● **AIM OF THE TASK**: Your answer should consist of the lines in the following data that contain "front".

^^^^^^^^

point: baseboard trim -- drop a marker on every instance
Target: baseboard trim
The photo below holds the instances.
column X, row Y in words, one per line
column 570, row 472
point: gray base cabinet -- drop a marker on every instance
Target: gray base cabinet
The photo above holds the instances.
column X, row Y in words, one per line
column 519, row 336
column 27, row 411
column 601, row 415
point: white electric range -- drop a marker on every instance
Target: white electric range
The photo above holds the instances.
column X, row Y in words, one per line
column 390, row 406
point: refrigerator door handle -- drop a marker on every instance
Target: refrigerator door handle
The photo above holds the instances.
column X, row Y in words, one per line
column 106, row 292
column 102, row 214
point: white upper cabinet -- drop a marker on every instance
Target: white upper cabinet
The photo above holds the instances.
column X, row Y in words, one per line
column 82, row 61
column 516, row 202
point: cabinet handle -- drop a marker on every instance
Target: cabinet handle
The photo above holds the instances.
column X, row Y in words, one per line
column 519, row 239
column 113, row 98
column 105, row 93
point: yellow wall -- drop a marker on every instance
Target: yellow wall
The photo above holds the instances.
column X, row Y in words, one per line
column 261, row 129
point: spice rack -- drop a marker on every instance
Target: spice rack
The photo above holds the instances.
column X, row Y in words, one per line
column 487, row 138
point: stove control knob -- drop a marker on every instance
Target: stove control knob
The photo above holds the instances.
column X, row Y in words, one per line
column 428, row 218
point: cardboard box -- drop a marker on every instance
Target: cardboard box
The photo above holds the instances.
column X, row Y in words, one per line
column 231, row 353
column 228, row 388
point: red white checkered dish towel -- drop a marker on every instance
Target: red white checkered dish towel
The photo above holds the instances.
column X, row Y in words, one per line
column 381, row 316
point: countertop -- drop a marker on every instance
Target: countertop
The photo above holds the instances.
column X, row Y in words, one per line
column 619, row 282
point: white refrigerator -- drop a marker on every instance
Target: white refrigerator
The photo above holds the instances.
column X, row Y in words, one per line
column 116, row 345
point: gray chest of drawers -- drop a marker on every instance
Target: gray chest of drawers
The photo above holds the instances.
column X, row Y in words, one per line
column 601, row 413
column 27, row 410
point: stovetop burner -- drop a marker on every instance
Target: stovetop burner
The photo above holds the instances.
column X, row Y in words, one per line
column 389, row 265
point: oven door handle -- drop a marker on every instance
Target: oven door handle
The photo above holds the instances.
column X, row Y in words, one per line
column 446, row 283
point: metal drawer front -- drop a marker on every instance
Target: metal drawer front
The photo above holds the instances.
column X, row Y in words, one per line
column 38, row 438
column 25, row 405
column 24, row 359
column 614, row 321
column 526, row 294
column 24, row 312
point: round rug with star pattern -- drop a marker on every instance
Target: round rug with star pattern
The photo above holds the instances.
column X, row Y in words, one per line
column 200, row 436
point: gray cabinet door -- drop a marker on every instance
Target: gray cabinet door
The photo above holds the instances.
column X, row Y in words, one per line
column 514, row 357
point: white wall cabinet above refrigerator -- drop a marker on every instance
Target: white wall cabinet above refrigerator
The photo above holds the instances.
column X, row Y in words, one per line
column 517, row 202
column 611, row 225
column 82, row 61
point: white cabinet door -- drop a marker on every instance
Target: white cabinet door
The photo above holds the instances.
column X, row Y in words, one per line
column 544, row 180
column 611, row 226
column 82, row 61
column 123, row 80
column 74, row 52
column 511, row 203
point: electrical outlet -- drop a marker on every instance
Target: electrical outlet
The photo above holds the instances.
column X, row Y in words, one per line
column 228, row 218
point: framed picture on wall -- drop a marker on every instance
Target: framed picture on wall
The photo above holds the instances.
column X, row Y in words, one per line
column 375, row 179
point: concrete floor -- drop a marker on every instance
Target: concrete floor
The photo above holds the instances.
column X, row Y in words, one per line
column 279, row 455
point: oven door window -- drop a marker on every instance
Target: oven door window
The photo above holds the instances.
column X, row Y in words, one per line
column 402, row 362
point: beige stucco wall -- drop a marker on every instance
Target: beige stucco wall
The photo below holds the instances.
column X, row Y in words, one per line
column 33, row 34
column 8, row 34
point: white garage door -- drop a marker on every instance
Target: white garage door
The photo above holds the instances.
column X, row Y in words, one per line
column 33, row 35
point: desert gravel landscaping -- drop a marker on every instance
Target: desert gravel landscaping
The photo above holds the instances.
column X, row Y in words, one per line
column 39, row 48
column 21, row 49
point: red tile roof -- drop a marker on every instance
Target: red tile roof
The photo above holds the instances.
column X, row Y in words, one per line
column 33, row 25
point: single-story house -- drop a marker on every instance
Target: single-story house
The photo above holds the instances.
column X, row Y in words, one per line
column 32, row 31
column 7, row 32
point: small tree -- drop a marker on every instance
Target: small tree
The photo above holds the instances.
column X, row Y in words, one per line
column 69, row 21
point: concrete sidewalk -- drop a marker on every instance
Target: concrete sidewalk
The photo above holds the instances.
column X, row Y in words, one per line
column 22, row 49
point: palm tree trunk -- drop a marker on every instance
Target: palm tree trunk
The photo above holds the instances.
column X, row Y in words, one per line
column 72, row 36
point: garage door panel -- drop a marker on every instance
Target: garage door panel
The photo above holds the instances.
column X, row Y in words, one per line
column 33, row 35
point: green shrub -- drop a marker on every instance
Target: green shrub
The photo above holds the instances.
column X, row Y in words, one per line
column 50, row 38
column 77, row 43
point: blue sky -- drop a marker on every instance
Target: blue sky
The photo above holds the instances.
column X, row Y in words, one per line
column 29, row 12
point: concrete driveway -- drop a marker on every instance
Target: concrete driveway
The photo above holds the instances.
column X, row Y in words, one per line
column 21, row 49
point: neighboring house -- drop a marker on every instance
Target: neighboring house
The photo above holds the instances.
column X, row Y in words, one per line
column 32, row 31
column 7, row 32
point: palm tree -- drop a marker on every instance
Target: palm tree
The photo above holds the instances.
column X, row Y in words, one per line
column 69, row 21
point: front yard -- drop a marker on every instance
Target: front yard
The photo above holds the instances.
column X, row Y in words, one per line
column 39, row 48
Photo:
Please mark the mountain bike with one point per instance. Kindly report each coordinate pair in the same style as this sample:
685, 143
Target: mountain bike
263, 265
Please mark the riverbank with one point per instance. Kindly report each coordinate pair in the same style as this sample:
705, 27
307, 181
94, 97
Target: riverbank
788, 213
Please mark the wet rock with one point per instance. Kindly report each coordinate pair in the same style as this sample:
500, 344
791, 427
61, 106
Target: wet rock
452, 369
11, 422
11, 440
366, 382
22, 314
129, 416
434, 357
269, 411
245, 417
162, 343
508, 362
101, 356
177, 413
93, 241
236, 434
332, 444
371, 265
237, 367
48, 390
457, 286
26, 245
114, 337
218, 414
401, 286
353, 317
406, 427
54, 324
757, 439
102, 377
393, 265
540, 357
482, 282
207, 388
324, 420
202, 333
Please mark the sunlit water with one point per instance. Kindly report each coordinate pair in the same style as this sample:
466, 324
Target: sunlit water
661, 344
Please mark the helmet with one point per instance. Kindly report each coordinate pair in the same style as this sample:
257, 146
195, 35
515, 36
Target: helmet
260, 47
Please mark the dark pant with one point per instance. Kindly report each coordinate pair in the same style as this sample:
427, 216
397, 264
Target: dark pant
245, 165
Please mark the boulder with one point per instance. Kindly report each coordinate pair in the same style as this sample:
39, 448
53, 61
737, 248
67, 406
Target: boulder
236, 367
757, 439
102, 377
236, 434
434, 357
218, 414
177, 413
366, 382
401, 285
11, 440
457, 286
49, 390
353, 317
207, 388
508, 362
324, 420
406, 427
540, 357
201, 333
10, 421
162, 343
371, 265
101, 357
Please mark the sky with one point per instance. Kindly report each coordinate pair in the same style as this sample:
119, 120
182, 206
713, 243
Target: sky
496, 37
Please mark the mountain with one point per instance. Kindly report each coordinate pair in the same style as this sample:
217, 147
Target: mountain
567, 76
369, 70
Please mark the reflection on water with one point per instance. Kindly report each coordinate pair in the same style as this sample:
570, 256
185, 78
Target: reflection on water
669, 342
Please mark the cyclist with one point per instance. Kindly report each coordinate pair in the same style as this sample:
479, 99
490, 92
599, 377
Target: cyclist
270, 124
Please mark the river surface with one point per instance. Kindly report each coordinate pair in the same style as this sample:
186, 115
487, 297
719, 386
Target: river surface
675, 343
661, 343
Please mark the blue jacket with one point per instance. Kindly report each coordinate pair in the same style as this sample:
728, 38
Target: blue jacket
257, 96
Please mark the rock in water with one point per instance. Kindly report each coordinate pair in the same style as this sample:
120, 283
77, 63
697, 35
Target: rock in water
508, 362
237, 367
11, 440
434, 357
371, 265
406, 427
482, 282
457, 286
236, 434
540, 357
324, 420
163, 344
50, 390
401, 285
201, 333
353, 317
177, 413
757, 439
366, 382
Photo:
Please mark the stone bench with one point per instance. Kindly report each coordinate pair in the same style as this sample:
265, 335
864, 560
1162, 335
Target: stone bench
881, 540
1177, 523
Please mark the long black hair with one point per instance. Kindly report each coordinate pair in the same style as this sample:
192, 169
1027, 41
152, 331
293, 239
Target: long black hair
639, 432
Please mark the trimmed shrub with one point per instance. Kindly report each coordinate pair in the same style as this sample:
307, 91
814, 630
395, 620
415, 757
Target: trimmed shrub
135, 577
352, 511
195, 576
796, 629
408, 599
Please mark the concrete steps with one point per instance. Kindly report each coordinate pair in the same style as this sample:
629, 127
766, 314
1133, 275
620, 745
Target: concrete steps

^^^^^^^^

● **COMPLETED TASK**:
point: metal drawer front -- drop a marker on every instance
Target: metal drawer front
point: front yard -- drop a marker on every instance
Target: front yard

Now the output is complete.